Your answer must be the full set of entries, reproduced exactly.

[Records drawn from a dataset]
◇ ◇ ◇ ◇

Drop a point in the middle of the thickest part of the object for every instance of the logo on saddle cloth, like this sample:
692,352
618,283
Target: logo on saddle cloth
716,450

◇ ◇ ◇ ◇

> [SOLUTION]:
Drop a point in the middle of the thickest part of the object for every instance of the logo on saddle cloth, like this sample:
692,352
618,283
Target: logo on saddle cloth
716,450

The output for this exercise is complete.